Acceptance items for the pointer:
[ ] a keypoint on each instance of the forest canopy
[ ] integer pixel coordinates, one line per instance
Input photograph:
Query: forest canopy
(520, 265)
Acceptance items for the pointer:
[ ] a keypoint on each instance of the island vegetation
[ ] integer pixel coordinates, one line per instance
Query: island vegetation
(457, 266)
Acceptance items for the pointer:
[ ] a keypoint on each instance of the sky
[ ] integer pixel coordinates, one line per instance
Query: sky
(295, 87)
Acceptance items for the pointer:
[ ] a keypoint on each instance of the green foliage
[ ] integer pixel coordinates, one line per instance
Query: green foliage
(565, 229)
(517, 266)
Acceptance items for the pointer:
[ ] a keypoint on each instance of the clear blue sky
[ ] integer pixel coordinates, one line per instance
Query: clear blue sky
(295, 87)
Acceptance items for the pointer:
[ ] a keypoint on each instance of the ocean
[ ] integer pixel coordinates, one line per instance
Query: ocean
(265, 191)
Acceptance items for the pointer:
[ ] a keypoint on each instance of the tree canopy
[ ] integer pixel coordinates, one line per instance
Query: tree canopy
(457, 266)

[Directions] Some lines in the material contain "each". Show all of them.

[Completed task]
[ ] a keypoint on each instance of the forest canopy
[ ] a keypoint on each instance of the island vegetation
[ ] a keypoint on each instance of the sky
[ ] a keypoint on each instance of the green foliage
[ ] a keypoint on each instance of the clear blue sky
[ ] a keypoint on each instance of the ocean
[ ] a keypoint on each instance of the tree canopy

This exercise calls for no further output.